Intervista sulle ucronie

L'Associazione culturale Byzantion ha il piacere di ospitare William Riker, che ci parlerà del suo portale "UtopiaUcronia".

Il piacere è tutto mio.

Come prima domanda, caro Comandante, parlaci un po' di te!

C'è poco di eroico da dire. Ho 50 anni, vivo da solo con mio padre in un paese che è solo un puntolino sulla carta geografica della provincia di Varese, e quanto alla mia professione, con l'ucronia non c'entra niente perchè insegno Fisica in un Liceo Scientifico di provincia. Dopo la morte di mia mamma, l'unica mia compagnia sono gli amici virtuali, gli studenti e i libri.

Spieghiamo ai lettori che cos'è una Ucronia!

——

### Cosa fare
Riporta il brano dell'intervista sulle ucronie, partendo da "Intervista sulle ucronie" e arrivando a "è tutto mio.", ma sostituisci "portale" con "sito".

### Dati grezzi
——

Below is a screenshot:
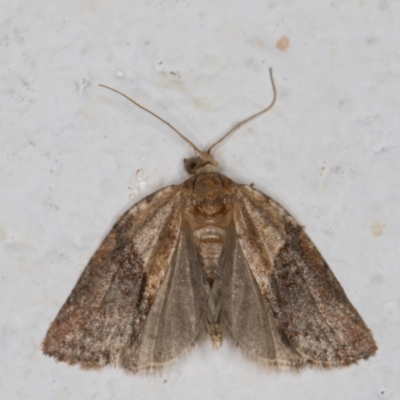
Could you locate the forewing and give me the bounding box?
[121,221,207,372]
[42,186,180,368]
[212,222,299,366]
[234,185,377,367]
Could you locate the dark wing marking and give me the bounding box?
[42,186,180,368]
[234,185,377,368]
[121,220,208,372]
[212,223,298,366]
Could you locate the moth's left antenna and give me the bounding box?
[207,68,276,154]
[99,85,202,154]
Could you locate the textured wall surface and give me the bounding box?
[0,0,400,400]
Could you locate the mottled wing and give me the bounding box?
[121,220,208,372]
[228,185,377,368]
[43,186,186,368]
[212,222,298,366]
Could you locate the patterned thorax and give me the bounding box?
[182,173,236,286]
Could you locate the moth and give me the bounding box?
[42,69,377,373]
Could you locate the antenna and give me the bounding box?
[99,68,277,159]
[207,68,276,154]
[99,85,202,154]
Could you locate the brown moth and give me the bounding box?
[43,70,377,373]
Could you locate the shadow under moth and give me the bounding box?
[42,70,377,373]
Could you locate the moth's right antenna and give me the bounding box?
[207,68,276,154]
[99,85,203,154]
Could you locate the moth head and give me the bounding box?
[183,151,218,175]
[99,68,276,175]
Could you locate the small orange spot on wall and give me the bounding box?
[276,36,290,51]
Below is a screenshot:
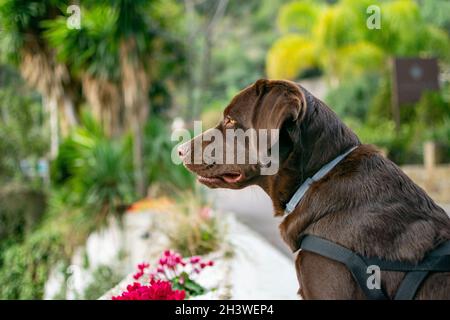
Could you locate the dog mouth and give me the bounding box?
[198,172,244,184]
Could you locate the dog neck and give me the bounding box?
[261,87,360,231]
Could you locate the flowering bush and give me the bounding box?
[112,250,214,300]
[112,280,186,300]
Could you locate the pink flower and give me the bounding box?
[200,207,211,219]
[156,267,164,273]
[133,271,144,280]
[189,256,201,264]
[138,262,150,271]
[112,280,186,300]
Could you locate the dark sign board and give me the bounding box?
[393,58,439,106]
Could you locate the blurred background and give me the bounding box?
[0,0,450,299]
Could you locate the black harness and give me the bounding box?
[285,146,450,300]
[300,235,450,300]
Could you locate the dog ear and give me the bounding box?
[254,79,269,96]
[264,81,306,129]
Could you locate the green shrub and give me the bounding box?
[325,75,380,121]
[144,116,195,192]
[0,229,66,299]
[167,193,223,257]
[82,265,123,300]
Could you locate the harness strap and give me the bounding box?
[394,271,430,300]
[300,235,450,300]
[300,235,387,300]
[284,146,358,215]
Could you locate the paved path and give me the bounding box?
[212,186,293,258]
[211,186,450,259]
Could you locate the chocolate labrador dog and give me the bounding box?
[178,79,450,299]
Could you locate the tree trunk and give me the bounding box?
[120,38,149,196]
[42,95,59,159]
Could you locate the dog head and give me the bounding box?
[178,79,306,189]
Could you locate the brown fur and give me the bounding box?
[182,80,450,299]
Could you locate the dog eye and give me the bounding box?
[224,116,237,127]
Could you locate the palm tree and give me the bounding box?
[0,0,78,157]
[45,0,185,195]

——

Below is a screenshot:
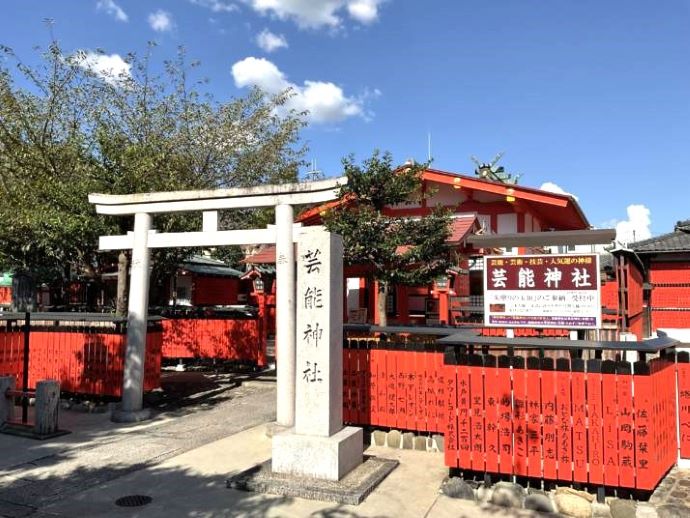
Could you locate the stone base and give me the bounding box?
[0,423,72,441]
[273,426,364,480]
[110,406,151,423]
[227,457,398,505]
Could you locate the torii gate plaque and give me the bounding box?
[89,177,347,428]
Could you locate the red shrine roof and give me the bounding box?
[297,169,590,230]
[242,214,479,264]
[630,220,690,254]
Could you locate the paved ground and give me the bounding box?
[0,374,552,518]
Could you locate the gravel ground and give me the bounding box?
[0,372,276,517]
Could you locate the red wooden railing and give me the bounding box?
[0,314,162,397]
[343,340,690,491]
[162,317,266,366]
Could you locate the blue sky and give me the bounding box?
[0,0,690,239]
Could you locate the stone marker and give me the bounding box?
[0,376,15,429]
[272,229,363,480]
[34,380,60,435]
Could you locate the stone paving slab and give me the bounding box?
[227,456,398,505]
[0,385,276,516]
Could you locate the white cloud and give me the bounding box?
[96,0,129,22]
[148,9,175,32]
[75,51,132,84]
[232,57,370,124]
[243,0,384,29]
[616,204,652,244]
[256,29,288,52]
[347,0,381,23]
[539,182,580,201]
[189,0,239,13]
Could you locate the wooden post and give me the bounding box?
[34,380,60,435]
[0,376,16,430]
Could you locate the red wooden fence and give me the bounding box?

——

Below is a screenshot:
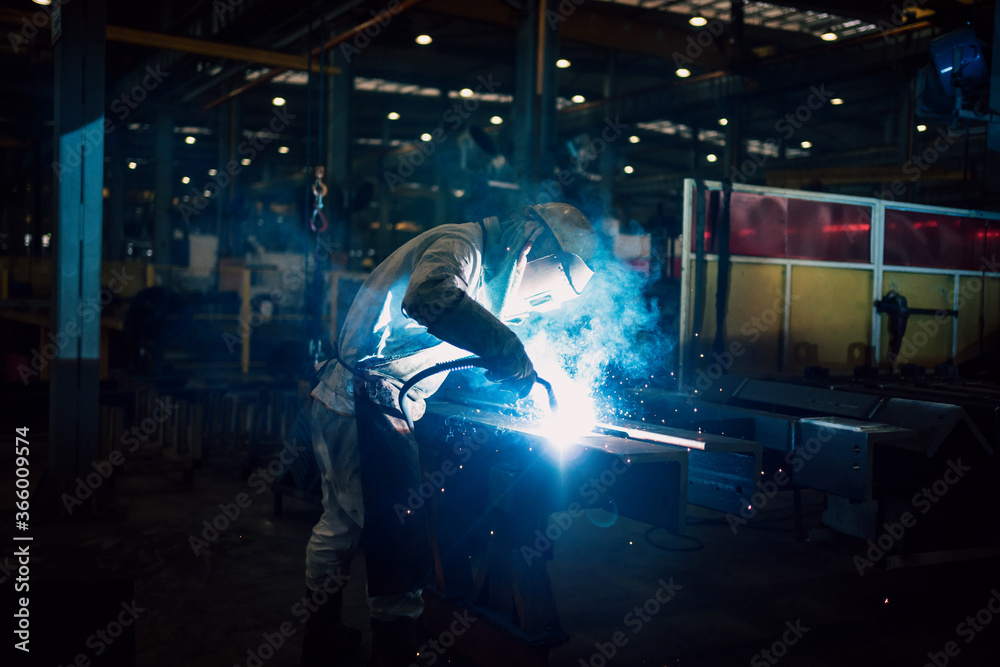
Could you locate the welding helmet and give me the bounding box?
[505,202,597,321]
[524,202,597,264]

——

### Esercizio svolto
Intervista sulle ucronie

L'Associazione culturale Byzantion ha il piacere di ospitare William Riker, che ci parlerà del suo sito "UtopiaUcronia".

Il piacere è tutto mio.